## TEXTO DO DOCUMENTO
☆ ☆ ☆ ☆ ☆

17.08.2020 Interessa-me particularmente a releitura

 


 I
Andamos, à noite, a rever a Noite (1961) do Antonioni. Andamos. Execrável sono. Hoje revemos a terceira parte. Devíamos criminalizar a visualização de filmes à fatia – principalmente nas releituras. Durante alguns minutos, a Monica Vitti permaneceu inerte, com a cabeça recostada nos seus próprios braços durante o nosso letárgico processo de decisão: continuamos? A paranoia da peste culpa os dias e vinga-se nas noites. A parte boa do processo de decisão de interrupção cinéfila é que fico sem sono a partir daí e apanho os restos da aleatoriedade televisiva como o Heat (1995) do Michael Mann, um tipo que percebe de cenários. A Monica Vitti tem 88 anos.

II
Na semana passada usámos dinheiro para comer figos. Encontrava-os pela manhã dentro de um cesto de vime na cozinha do forno - pingo de mel – e por ali se arrastavam, pelas refeições e pelas horas sem-fome (quem precisa de fome para figos?), uma inesgotável fonte sem fundo, renovada na manhã seguinte. Este ano já vou tarde. Consta que não vai haver. Comprámos na mercearia da Miguel Bombarda. Os figos não são compagináveis com a economia. Quando tocado pelo dinheiro, o figo automaticamente comete seppuku, deixando esvair epifaniamente todo o sabor, restando apenas uma pálida memória táctil do seu visco. 

III
Então foram abertos os olhos de ambos, e conheceram que estavam nus; e coseram folhas de figueira, e fizeram para si aventais” (Genesis 3:7).

IV
Acho que  foi no Heat que me apaixonei pelo Al Pacino. Não foi amor à primeira vista. Hoje, pelas noites de preguiça, procuro nos filmes o que nunca olhei. Descobre-se por exemplo que o Lieutenant Vincent Hanna vivia na casa-própria do Thom Mayne ou como Al Pacino lhe chamou "a deadtech postmodernistic bullshit house" (não vou citar a história da televisão, tampouco a conversa entre os dois - vantagens de não se ter tido uma educação clássica). O Al Pacino tem 80 anos.

☆ ☆ ☆ ☆ ☆

## O QUE FAZER
a. Segundo o texto, onde foram comprados os figos?
b. Por favor, reproduza do texto o trecho que abre com as palavras que contêm "17.08.2020 Interessa-me particularmente" e fecha com "tem 88 anos.".

☆ ☆ ☆ ☆ ☆

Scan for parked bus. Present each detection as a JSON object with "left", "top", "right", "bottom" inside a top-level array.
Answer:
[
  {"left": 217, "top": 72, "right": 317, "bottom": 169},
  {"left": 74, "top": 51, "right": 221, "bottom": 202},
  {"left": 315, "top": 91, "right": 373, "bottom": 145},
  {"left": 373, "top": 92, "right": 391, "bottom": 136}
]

☆ ☆ ☆ ☆ ☆

## RESPOSTAS AOS EXERCÍCIOS
a. Na mercearia da Miguel Bombarda.

b.
17.08.2020 Interessa-me particularmente a releitura

 


 I
Andamos, à noite, a rever a Noite (1961) do Antonioni. Andamos. Execrável sono. Hoje revemos a terceira parte. Devíamos criminalizar a visualização de filmes à fatia – principalmente nas releituras. Durante alguns minutos, a Monica Vitti permaneceu inerte, com a cabeça recostada nos seus próprios braços durante o nosso letárgico processo de decisão: continuamos? A paranoia da peste culpa os dias e vinga-se nas noites. A parte boa do processo de decisão de interrupção cinéfila é que fico sem sono a partir daí e apanho os restos da aleatoriedade televisiva como o Heat (1995) do Michael Mann, um tipo que percebe de cenários. A Monica Vitti tem 88 anos.